==== MATERIAL PROVIDED ====

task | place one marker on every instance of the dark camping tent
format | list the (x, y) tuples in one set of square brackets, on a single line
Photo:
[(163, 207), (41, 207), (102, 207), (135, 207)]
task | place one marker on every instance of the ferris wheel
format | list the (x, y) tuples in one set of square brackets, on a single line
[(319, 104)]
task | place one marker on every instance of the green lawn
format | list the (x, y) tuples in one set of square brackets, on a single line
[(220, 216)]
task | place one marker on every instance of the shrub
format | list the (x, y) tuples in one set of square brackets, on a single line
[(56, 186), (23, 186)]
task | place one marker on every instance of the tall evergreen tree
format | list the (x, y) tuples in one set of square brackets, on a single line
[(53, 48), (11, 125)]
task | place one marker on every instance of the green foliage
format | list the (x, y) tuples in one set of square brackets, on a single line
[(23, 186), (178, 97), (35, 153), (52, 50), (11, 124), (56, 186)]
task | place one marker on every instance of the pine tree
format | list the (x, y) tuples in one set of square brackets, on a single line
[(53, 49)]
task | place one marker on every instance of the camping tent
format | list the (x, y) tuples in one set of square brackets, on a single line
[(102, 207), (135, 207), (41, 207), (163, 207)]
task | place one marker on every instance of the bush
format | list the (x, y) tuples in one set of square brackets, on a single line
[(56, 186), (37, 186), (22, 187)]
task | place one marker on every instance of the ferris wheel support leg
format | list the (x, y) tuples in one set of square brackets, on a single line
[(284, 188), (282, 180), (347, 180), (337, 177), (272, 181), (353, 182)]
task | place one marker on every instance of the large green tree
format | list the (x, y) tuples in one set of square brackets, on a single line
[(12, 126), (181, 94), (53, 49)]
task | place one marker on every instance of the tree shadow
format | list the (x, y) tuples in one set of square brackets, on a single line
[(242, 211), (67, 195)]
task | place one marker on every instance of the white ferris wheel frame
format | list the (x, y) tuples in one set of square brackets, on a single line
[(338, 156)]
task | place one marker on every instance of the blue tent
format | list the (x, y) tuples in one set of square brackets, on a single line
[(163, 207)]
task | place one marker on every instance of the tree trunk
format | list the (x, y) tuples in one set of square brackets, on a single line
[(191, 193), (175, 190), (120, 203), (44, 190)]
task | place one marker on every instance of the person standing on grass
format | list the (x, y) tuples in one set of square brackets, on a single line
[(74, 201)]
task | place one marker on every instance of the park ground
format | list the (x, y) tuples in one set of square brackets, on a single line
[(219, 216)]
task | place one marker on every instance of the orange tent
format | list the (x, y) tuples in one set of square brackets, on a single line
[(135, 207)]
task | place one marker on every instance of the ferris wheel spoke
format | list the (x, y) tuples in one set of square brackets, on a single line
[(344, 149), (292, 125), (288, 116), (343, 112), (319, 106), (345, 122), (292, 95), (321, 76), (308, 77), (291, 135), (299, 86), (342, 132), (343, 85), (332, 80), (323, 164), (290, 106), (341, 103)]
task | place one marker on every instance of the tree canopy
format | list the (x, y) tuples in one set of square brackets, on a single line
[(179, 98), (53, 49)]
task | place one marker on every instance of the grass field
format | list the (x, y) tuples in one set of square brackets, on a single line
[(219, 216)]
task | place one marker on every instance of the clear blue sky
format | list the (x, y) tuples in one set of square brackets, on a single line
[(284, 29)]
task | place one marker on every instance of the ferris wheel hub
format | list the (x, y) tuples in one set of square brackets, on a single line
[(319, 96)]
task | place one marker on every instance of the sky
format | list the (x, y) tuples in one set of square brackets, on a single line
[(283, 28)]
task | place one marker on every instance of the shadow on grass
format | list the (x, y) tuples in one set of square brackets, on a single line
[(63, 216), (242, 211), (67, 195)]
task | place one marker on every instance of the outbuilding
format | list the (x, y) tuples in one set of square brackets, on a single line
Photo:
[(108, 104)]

====
==== MATERIAL PROVIDED ====

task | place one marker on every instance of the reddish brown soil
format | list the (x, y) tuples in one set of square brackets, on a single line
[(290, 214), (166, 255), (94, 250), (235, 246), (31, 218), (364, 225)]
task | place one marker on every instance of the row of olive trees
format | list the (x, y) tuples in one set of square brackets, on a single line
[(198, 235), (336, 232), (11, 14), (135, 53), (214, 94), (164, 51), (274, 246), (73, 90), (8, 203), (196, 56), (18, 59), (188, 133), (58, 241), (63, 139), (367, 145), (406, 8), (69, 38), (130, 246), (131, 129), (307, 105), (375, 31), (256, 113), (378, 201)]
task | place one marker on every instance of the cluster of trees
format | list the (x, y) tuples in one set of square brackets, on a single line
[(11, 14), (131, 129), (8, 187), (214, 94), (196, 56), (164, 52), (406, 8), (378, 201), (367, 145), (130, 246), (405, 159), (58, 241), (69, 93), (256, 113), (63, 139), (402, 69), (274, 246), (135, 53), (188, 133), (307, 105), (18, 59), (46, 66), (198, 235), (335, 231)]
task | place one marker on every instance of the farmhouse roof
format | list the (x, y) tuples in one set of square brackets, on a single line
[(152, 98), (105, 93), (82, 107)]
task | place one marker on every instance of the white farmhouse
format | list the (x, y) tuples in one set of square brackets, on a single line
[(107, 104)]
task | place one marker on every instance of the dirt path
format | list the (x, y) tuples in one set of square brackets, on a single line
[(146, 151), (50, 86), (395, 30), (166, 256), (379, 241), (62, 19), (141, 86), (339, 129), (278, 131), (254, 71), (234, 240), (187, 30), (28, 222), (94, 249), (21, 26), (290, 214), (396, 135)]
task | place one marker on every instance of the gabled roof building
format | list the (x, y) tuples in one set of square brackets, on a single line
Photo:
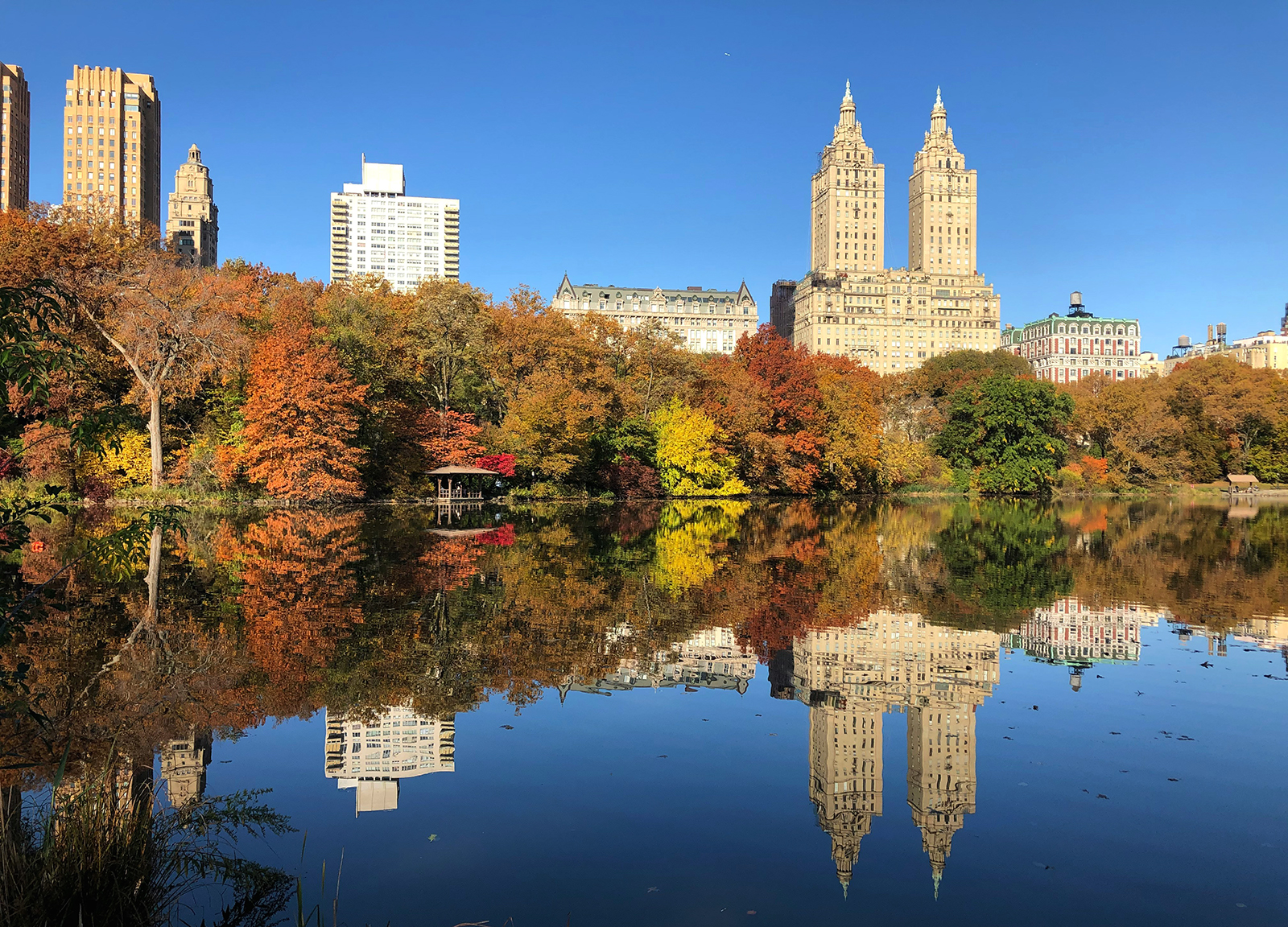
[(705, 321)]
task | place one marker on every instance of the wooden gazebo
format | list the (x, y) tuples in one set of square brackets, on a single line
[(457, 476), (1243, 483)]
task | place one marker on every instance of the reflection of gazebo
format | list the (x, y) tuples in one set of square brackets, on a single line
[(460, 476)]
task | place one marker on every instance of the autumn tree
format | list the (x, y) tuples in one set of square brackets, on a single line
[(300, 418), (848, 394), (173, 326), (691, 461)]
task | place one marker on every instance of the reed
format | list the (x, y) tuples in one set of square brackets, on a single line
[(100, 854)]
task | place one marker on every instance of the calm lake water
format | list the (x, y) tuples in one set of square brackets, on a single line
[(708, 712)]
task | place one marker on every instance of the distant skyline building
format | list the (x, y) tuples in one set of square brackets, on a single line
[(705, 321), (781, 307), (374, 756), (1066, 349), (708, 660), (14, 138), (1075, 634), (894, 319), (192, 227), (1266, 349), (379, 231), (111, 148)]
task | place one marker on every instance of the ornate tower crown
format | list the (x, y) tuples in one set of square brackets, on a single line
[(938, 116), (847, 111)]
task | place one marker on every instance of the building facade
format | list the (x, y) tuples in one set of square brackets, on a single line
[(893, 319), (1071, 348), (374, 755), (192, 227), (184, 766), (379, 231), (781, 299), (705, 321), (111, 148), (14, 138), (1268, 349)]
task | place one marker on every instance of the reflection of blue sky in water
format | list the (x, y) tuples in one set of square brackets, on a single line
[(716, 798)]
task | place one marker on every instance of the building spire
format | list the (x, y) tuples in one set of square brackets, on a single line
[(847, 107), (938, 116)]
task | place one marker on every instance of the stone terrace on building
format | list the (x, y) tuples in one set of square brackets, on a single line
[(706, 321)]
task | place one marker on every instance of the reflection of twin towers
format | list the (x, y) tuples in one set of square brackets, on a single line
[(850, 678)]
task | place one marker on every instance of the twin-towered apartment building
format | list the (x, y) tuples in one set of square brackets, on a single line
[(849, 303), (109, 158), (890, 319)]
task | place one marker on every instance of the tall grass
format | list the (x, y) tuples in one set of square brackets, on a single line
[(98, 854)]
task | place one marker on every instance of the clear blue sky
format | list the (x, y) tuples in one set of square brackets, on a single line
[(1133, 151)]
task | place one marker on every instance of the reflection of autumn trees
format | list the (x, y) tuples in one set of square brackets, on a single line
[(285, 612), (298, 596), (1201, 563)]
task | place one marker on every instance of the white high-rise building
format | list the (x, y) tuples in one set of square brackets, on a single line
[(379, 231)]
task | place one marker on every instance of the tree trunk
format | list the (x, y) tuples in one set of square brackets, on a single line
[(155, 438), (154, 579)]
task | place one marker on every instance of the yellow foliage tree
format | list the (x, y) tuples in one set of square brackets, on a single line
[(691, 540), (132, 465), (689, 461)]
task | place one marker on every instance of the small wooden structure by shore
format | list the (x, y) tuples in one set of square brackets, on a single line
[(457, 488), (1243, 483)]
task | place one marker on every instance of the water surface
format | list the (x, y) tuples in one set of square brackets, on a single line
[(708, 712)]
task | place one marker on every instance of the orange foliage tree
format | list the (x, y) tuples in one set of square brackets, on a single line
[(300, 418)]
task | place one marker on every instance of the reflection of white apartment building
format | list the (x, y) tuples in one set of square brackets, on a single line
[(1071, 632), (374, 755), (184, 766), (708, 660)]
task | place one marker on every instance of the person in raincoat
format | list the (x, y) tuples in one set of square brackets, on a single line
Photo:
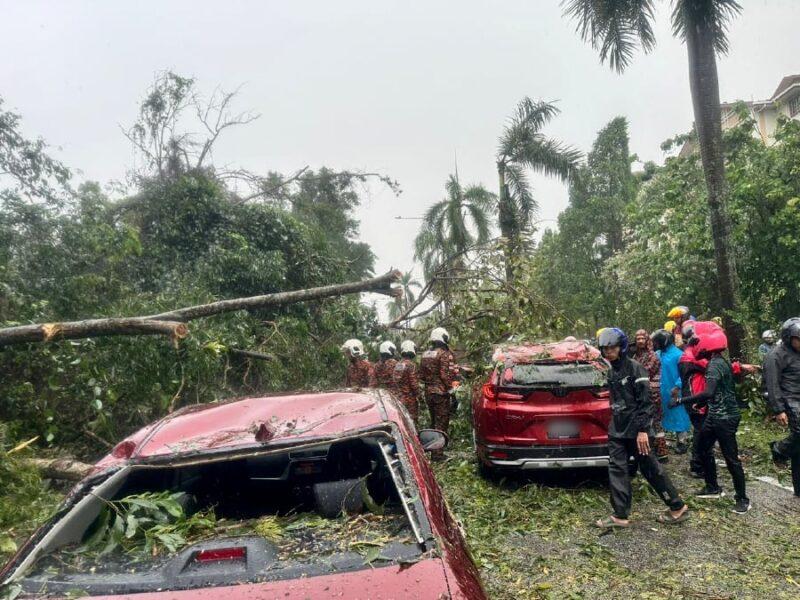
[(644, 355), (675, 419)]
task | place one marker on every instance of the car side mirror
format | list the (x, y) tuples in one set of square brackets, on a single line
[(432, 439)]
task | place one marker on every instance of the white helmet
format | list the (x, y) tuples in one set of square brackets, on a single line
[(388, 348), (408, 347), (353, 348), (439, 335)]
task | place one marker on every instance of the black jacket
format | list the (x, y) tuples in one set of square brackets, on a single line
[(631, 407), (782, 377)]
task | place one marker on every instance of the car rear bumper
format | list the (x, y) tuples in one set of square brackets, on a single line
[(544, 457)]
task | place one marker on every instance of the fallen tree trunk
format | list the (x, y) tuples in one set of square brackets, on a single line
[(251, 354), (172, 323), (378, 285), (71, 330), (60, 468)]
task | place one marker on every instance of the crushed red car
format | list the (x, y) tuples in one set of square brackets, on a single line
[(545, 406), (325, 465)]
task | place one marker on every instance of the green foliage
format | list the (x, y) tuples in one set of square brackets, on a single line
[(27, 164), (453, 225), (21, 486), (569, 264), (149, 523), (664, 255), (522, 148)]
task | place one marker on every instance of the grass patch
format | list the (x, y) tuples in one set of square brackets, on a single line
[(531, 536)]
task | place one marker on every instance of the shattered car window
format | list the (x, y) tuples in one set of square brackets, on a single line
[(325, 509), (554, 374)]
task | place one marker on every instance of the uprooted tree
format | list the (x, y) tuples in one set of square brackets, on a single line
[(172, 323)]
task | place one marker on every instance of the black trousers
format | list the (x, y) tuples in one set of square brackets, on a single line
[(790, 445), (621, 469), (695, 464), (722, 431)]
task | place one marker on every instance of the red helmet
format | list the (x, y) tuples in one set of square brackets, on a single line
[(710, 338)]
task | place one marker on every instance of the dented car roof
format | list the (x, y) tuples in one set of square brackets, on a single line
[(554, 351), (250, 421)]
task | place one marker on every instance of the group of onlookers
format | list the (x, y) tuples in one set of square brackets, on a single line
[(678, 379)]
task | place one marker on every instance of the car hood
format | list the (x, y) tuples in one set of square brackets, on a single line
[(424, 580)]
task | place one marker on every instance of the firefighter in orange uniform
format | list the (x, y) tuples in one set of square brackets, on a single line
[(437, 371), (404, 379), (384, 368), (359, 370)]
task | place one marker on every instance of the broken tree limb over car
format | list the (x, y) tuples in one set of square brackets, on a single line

====

### AIM OF THE EXERCISE
Rewrite the rows above as a two-column CSV with the headers request and answer, starting with the line containing "car side mirror" and going on through the line containing "[(710, 338)]". Use one CSV line per row, put each field in double quotes, and replace line breaks with spaces.

### TASK RESPONSE
request,answer
"task | place one marker on every instance of the car side mirror format | list the (x, y) tuples in one set of square brackets, on a single line","[(432, 439)]"
"task | place one marker on every instance of the white helmet format | list the (x, y) tuples in one set of square brackets, on a single line","[(388, 348), (408, 347), (353, 348), (439, 335)]"
"task | place one marker on every instance of the black jacket format | list the (x, y) tuples in one set of square brackets, on a single line","[(631, 407), (782, 377)]"
"task | place one marker on every instance of the car rear bumper format | list the (x, y) tuples in one set of square brackets, on a single line","[(544, 457)]"
"task | place one marker on every instance of the fallen tree trunk format | list the (x, y) tuples in one set of square brackets, on a single line","[(251, 354), (172, 323), (378, 285), (71, 330), (60, 468)]"
"task | place one marker on every instance of the crushed red car format | list the (x, y) tuples in one set of square brackets, on a single line","[(545, 406), (325, 465)]"
"task | place one marker on every instance of the green foliage format | list the (x, y) tuples in one set of square brackets, on a single line","[(27, 164), (453, 225), (21, 486), (569, 264), (149, 523), (664, 255), (522, 148)]"
"task | place one marker on every instance of the grass patch format | list the (x, y) tuples in one set of square brackets, on a single line","[(531, 536)]"
"task | place one marker on every instance of the shattered car window format | list the (x, y) tuples in one set of square brackets, on a single line","[(325, 509), (554, 374)]"
"task | place one marker on every instance of the uprooted tree format | list the (x, y) tuples in one set of square brackets, on a single line","[(172, 323)]"
"task | place one marker on every instance of the black trousers format | list the (x, y) tuples in one set of square brackets, on a single line","[(790, 445), (621, 469), (695, 464), (722, 431)]"
"task | place one marker on every instance of the red helmet format | list the (x, y) tuples in one set of square brackets, on a single line","[(710, 338)]"